== Passage ==
= Bernard Lamotte =

French painter

Bernard Lamotte (1903 – September 28, 1983) was a Paris-born artist, illustrator, painter, and muralist. He attended the École des Beaux-Arts at the Sorbonne and studied under Bernand Corman and Lucien Simon (1861–1945). From 1932 to 1935, he traveled to Tahiti and New York and in 1935 he moved to New York City to pursue his art.

==Style and works==

Lamotte's travels inspired his works, as demonstrated by his cityscapes of Paris, New York, and Tahiti. Lamotte beautifully captured modern day Parisian city life and street scenes. Lamotte's style is reminiscent of other artists of the School of Paris, modern with a flair for the romantic. His technique gives his oil paintings a look and texture of a watercolor.

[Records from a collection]

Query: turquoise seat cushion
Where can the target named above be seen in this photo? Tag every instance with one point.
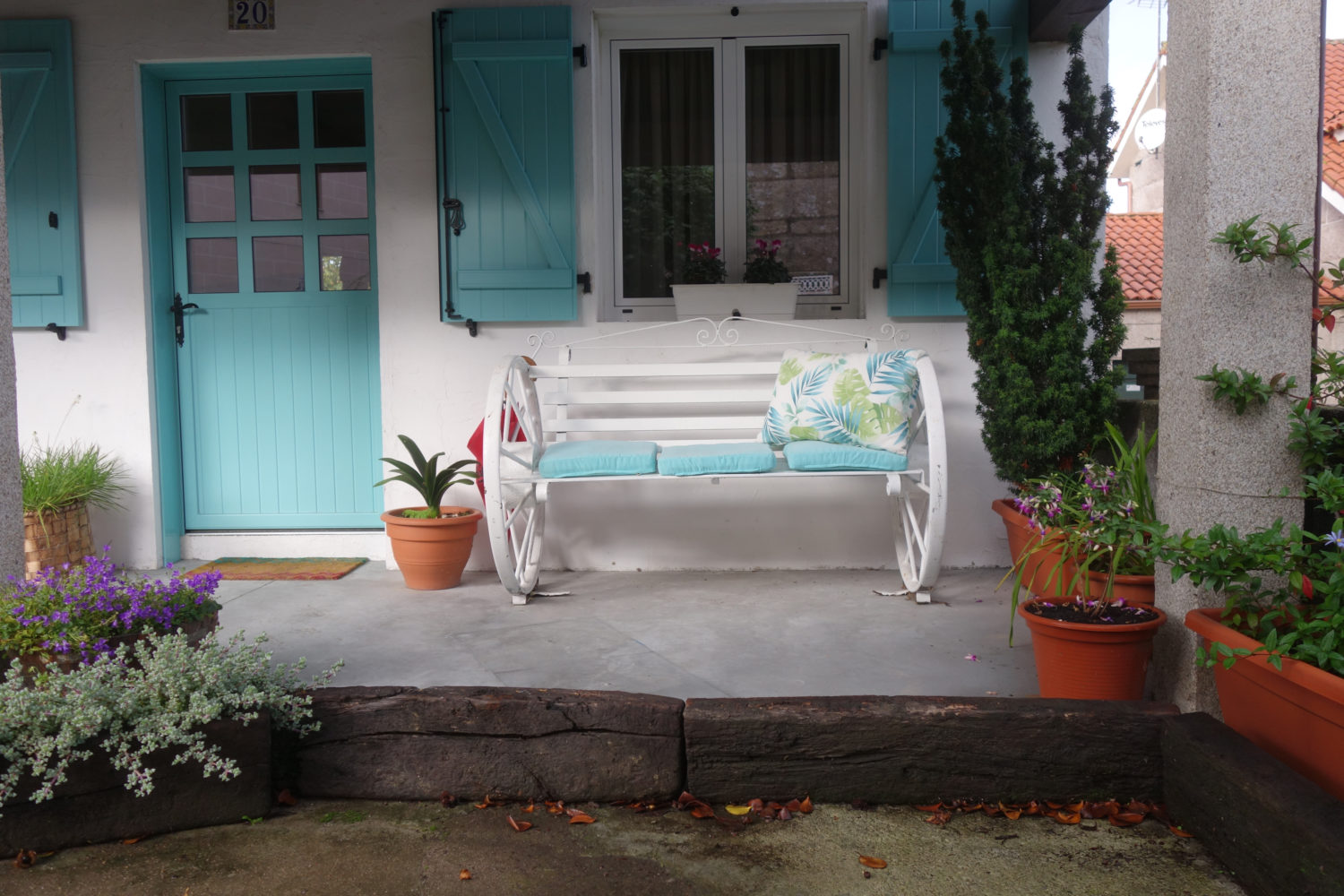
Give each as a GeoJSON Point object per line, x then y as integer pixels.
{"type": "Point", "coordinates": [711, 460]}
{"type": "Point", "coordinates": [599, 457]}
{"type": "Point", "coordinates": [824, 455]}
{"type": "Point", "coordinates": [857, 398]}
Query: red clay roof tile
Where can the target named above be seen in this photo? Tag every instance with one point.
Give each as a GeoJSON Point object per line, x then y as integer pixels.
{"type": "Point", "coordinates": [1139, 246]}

== Complete the following ==
(A) Please quote the Bernard Lamotte article from "Bernard Lamotte (1903" to "of a watercolor.".
(B) According to the Bernard Lamotte article, under whom did Lamotte study at the École des Beaux-Arts?
(C) List each occupation that the first sentence of the Bernard Lamotte article gives for Lamotte.
The records have no connection to the Bernard Lamotte article.

== Answer list ==
(A)
Bernard Lamotte (1903 – September 28, 1983) was a Paris-born artist, illustrator, painter, and muralist. He attended the École des Beaux-Arts at the Sorbonne and studied under Bernand Corman and Lucien Simon (1861–1945). From 1932 to 1935, he traveled to Tahiti and New York and in 1935 he moved to New York City to pursue his art.

==Style and works==

Lamotte's travels inspired his works, as demonstrated by his cityscapes of Paris, New York, and Tahiti. Lamotte beautifully captured modern day Parisian city life and street scenes. Lamotte's style is reminiscent of other artists of the School of Paris, modern with a flair for the romantic. His technique gives his oil paintings a look and texture of a watercolor.

(B) Bernand Corman and Lucien Simon

(C) artist, illustrator, painter, muralist